** Problem to work on **
Report how many lines in the items below contain the string "facade", giving only that number.

---+---

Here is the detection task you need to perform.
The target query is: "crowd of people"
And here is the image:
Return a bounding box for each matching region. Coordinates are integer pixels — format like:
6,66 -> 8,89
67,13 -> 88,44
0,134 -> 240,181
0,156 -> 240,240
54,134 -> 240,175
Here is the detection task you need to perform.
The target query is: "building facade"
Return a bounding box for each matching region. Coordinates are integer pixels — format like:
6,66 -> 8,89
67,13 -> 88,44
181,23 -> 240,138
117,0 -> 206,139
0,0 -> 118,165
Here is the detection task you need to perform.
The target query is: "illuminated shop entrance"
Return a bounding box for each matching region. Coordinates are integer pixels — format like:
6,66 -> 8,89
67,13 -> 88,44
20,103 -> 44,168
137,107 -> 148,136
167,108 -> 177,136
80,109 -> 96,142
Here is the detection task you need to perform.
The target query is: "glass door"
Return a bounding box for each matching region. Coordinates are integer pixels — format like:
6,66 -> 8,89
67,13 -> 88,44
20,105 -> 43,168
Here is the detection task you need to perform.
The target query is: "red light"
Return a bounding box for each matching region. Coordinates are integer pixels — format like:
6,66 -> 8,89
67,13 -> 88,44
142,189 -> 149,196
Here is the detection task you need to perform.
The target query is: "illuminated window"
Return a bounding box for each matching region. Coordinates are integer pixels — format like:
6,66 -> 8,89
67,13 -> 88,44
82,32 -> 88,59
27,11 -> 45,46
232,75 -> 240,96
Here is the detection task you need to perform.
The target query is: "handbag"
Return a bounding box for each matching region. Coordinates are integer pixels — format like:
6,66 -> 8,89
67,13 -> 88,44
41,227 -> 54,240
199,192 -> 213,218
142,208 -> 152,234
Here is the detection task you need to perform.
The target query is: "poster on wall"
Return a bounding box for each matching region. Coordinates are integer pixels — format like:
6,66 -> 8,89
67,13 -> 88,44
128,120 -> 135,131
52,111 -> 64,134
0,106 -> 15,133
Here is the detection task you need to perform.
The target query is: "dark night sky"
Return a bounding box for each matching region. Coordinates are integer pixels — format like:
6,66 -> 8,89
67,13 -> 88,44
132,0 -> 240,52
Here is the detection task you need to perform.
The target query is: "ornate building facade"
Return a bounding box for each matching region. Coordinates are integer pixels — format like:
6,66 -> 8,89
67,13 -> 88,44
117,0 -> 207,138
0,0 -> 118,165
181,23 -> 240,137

---+---

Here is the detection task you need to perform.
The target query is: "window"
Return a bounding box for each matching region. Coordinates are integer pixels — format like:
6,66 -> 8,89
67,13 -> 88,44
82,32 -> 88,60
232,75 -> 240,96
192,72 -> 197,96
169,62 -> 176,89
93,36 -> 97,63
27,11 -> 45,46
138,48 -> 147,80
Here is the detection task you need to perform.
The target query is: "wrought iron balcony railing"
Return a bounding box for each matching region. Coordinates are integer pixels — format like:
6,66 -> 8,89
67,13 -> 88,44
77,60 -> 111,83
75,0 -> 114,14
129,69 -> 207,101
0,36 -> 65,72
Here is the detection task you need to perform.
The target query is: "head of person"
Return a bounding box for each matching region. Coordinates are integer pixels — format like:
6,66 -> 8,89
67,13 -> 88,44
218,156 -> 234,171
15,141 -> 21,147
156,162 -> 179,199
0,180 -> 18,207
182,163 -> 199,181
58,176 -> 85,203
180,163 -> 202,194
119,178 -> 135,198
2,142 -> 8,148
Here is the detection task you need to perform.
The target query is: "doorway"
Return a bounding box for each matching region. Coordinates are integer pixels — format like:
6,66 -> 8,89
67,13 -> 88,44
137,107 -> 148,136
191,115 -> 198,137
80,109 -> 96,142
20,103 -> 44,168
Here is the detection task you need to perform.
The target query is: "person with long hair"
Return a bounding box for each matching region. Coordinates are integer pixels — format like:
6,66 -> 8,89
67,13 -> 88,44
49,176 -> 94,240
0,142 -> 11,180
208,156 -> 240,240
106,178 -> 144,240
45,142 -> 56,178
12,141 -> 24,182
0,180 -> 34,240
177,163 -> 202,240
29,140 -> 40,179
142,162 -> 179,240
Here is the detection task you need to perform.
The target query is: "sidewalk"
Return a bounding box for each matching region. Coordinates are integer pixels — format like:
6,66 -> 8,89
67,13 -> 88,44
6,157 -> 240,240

---+---

** Exercise response **
2